WHAT TO DO:
Reproduce every line of the material below word for word.

## START

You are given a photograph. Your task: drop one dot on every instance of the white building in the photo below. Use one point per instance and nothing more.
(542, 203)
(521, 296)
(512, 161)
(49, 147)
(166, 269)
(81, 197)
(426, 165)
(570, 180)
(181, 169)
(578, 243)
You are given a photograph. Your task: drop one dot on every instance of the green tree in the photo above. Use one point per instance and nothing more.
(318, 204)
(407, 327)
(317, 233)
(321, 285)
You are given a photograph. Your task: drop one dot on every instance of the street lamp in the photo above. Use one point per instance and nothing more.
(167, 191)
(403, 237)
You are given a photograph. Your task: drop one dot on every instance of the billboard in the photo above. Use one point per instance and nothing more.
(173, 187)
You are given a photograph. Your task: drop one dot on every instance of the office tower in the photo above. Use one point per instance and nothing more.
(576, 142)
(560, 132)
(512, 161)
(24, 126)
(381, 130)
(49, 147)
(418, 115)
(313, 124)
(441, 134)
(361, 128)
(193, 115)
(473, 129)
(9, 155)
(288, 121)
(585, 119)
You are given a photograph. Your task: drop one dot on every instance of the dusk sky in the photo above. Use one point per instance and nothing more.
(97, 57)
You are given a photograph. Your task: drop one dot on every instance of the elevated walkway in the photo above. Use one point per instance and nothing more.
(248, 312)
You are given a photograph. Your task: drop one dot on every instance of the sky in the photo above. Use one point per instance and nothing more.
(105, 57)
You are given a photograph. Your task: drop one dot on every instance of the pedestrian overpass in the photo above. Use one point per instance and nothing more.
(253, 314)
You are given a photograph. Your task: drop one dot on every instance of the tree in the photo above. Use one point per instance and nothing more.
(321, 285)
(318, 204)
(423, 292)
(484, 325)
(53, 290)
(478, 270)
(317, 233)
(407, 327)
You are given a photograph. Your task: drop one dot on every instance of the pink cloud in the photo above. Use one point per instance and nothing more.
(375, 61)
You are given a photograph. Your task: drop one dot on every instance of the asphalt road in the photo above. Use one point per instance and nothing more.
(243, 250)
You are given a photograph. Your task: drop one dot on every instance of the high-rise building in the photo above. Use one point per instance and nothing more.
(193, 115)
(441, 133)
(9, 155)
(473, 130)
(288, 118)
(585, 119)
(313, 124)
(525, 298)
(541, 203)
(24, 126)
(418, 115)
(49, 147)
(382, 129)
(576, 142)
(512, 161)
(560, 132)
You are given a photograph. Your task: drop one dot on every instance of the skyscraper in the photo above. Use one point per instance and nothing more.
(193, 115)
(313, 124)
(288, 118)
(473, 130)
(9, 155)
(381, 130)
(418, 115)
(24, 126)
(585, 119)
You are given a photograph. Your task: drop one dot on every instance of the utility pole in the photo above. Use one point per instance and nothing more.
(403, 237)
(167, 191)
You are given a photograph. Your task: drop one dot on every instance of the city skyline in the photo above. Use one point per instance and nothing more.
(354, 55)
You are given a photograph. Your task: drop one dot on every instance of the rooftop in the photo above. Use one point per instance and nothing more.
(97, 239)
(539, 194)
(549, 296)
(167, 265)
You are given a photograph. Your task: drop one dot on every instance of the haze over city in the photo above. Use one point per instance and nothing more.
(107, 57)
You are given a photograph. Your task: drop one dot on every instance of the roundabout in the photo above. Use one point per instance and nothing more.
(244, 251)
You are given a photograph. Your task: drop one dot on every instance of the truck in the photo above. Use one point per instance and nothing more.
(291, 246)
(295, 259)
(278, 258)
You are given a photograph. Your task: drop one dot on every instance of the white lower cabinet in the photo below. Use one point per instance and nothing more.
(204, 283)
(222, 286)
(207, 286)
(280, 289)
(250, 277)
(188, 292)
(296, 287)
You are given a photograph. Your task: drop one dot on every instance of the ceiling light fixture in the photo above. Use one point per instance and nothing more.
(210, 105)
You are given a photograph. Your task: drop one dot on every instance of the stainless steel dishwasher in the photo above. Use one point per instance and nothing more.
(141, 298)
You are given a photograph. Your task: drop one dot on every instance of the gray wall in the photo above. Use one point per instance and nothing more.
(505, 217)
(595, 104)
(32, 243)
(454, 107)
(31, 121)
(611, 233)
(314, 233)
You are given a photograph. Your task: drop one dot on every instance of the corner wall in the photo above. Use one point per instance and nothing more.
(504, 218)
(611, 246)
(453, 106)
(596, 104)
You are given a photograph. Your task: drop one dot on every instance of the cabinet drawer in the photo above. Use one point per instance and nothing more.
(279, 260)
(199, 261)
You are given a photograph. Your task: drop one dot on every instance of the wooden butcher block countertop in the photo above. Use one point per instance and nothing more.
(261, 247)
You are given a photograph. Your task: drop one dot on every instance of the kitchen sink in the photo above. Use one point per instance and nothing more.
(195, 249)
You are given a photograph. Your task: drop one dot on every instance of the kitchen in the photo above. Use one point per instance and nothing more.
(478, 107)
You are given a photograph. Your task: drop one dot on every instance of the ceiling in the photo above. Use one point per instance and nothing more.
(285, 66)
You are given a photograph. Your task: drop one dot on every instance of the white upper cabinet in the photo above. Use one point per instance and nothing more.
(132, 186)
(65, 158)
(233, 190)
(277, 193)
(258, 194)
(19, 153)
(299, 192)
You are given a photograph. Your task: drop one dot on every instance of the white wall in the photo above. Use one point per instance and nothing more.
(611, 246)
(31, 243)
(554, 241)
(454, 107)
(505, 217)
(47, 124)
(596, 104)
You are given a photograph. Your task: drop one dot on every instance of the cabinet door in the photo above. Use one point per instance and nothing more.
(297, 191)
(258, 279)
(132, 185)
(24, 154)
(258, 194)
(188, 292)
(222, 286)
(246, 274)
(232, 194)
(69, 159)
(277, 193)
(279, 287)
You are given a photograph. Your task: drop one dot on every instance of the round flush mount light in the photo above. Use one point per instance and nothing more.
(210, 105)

## END

COMPLETE ANSWER:
You are given a photograph. Your task: drop one dot on every instance of the white building in the photo below. Use one point per instance and nothing more.
(542, 203)
(521, 296)
(512, 161)
(49, 147)
(166, 269)
(81, 197)
(426, 165)
(570, 180)
(181, 169)
(578, 243)
You are given a photograph. Your task: drop one dot on every instance of the green tree in the photo above. Use one point per instance and nothing more.
(318, 204)
(407, 327)
(317, 233)
(321, 285)
You are given a photograph. Your task: drop one dot on every instance of the street lamp in the photo above. Use one point per instance and nothing more.
(167, 191)
(403, 237)
You are given a photograph. Your task: drop one dot on every instance of the billboard in the photo above. Use one point per instance and nothing more.
(173, 187)
You are given a photograph. Your task: drop one dot on every instance of the office tower in the photo above. Use one point per instance and nothing more.
(576, 142)
(560, 132)
(512, 161)
(24, 126)
(381, 130)
(49, 147)
(418, 115)
(313, 124)
(441, 134)
(361, 128)
(193, 115)
(473, 129)
(9, 155)
(288, 121)
(585, 119)
You are given a photograph. Your task: drop one dot on every instance of the dusk sky in the photo above. Use one point per instance and nothing more.
(97, 57)
You are given a photograph. Your task: drop one dot on every instance of the elevated walkway in the photo above. Use one point per instance and nothing more.
(248, 312)
You are given a photograph. Your task: drop one dot on every instance of the sky in the photo above. Use one point per instance and nothing more.
(105, 57)
You are given a photograph. Your task: drop one dot on every instance of the pedestrian overpass in the photo above. Use one point per instance and nothing more.
(253, 314)
You are given a photograph. Your task: drop one dot on every instance of the tree in the photo above. Use one point per instance and nothing more.
(321, 285)
(318, 204)
(423, 292)
(484, 325)
(53, 290)
(478, 270)
(317, 233)
(407, 327)
You are given a photograph. Your task: drop one dot on every instance of the pink cloud in the photo above. Use one point per instance and nothing more.
(375, 61)
You are given a photograph. Your task: drop one dot on every instance of the asphalt road in the photo above. Use one point per instance and nothing more.
(243, 250)
You are given a photograph. Your task: drop one dot on every instance of the high-rise building in the photo above. Use one point per instance and nothing more.
(193, 115)
(441, 133)
(9, 155)
(473, 130)
(288, 118)
(585, 119)
(313, 124)
(525, 298)
(541, 203)
(24, 126)
(418, 115)
(49, 147)
(382, 129)
(576, 142)
(512, 161)
(560, 132)
You are given a photograph. Your task: drop one dot on every instance of the skyscraper in the photo above. Use one point per instance and nothing more.
(193, 115)
(313, 124)
(288, 118)
(473, 130)
(9, 155)
(381, 130)
(418, 115)
(24, 126)
(585, 119)
You are given a photograph. Your task: drop one dot on every instance of the utility pole in the photo above. Use one point per instance and nothing more.
(403, 237)
(167, 191)
You are given a photograph. Your task: drop one dot on every instance of the city skyline in the photo above. Use one point per instance and nothing more.
(354, 55)
You are given a photograph. Your task: drop one dot on every instance of the rooftop in the photo above. Use one point per instance and nothing more.
(97, 239)
(539, 194)
(549, 296)
(167, 265)
You are given a photograph. Your task: drop one dot on every instance of the haze over city in the photo above. Use one point per instance and nothing more.
(107, 57)
You are given a photograph. Your task: drop one dot on every instance of the roundabout in the photo above. Use one point per instance and nothing more.
(244, 251)
You are given a photograph. Your task: drop one dot on every instance of the truck in the photo above. Use one point per instance and nothing more.
(291, 246)
(295, 259)
(278, 258)
You are given a photograph. Your task: drop one dot on every instance of the white lower cabinet in the photo below. Use one point per instance and nothing more.
(204, 283)
(222, 286)
(207, 286)
(280, 289)
(250, 277)
(188, 292)
(296, 287)
You are given a photograph. Your task: drop one dot on every instance of the ceiling light fixture in the photo above. Use one point per instance and nothing more.
(210, 105)
You are given a photograph. Your task: drop one dot on every instance of the stainless steel dishwasher in the photo above. Use one point per instance and nothing more.
(141, 298)
You are given a photograph. Your task: drop one dot on every instance of the gray wall in the photo above. Use one point per instance and nothing more.
(505, 217)
(595, 104)
(32, 243)
(454, 107)
(31, 121)
(611, 233)
(314, 233)
You are given a photograph. Your task: drop one dot on every instance of the corner wall in the photo above. Use one point per instance and nothing more.
(504, 218)
(611, 246)
(453, 106)
(596, 104)
You are given a photograph. Your task: drop one dot on every instance of the cabinet drawer in the photo above. Use one point per instance and nothing more.
(279, 260)
(199, 261)
You are given a photograph. Your task: drop one dot on every instance of the wooden butcher block countertop in the photo above. Use one point per instance and nothing more.
(261, 247)
You are given a photograph. Your task: drop one dot on every instance of the kitchen sink in the photo above. Use one point per instance and nothing more.
(195, 249)
You are given a photograph. Your task: drop one dot on every instance of the kitchen in the photo above. Use one point per instance and nothing more.
(478, 107)
You are given a photograph. Your task: drop one dot on every instance of the ceiling in the photo above. Use one point per instance and nothing more.
(285, 66)
You are given a photograph. Your task: drop one dot on every instance of the white upper cabinet in the photo above. Use one point per instance and nothing more.
(132, 186)
(65, 158)
(233, 190)
(277, 193)
(258, 194)
(19, 153)
(299, 192)
You are given a photograph. Your task: drop one dot on every instance of the white wall in the photo above. Use one point per instance and nothing more.
(611, 246)
(31, 243)
(554, 241)
(454, 107)
(505, 217)
(47, 124)
(596, 104)
You are given a photograph. Your task: drop one dot on every instance of the cabinet door in the photo above. Use one point per instance and nothing more.
(297, 191)
(258, 279)
(132, 185)
(24, 154)
(258, 194)
(188, 292)
(222, 286)
(246, 274)
(232, 194)
(69, 159)
(277, 193)
(279, 287)
You are given a photograph. Your task: drop one dot on every instance of the round flush mount light in the photo above. Use one point per instance and nothing more.
(210, 105)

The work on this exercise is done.